Source data

****************************************

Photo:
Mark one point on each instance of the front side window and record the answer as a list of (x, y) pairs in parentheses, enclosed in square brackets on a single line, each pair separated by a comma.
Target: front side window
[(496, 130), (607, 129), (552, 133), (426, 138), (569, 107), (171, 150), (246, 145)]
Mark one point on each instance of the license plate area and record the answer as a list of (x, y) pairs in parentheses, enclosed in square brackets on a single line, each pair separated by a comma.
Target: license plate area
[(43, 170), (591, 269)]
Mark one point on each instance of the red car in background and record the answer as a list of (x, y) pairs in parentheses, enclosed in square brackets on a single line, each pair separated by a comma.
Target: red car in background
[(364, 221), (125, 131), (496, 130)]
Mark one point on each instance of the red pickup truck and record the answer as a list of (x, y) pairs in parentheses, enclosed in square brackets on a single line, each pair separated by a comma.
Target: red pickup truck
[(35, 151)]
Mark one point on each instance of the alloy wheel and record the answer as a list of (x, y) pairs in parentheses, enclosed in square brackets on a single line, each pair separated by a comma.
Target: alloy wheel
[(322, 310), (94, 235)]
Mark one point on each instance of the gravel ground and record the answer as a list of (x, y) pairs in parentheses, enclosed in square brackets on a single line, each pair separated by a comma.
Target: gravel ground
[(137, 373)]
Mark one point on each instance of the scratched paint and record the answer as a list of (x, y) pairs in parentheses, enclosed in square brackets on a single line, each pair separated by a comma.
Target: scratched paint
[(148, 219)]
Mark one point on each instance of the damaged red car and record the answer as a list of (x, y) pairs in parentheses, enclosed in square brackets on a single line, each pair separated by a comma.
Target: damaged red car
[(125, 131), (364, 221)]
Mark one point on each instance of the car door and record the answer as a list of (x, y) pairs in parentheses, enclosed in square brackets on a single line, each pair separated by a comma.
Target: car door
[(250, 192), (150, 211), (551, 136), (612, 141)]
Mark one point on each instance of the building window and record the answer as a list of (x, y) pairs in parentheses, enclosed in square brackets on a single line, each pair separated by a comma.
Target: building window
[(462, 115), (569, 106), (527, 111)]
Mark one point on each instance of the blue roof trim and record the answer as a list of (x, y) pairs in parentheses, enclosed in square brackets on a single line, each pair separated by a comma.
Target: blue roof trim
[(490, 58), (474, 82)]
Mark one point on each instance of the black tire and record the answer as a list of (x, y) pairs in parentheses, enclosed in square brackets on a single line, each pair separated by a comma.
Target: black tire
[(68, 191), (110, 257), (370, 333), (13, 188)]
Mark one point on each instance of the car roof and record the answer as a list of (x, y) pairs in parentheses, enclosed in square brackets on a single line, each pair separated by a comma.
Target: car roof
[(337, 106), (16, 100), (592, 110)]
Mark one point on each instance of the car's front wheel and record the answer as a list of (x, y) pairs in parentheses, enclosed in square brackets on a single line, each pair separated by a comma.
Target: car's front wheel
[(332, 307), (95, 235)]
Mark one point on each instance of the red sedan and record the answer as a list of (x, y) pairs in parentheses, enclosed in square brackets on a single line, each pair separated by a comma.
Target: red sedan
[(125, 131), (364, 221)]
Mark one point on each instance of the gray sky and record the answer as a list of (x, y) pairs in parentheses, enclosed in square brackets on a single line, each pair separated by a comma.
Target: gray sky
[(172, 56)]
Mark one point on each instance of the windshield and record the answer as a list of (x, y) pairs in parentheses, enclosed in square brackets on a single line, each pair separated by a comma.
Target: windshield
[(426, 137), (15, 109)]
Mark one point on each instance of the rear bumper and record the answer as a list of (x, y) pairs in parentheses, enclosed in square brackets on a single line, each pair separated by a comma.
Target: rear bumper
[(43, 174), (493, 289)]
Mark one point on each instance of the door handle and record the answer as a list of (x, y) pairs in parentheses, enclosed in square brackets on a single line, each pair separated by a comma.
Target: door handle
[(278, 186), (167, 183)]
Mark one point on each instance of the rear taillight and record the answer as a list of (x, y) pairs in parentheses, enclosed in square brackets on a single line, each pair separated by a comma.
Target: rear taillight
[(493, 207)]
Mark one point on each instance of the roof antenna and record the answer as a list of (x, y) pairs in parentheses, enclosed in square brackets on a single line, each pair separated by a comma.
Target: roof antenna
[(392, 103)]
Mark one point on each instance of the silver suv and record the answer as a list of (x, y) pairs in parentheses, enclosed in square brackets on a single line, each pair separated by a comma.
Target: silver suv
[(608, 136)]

****************************************

From the records above, list everything from the line containing "Mark one point on each instance of the red pickup" down to the line containing "[(35, 151)]", both lines included, as a numbered list with blank lines left out.

* [CORRECT ANSWER]:
1. Mark one point on each instance of the red pickup truck and record the answer as a list of (x, y) pairs in parentheses, enclosed in square brackets on a single line, each pair separated by a comma.
2. Target: red pickup truck
3. [(35, 151)]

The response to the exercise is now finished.